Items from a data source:
* * * *

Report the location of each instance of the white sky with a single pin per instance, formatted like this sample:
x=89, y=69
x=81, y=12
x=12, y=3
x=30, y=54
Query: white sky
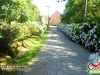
x=54, y=5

* * * *

Aim of the task – If an entry holds a picture, skip the picture and print the rest of the data exactly.

Solution to the exercise –
Report the location of each instance of the white sky with a single pin per instance, formatted like this sample:
x=89, y=69
x=81, y=12
x=12, y=3
x=30, y=54
Query: white sky
x=54, y=5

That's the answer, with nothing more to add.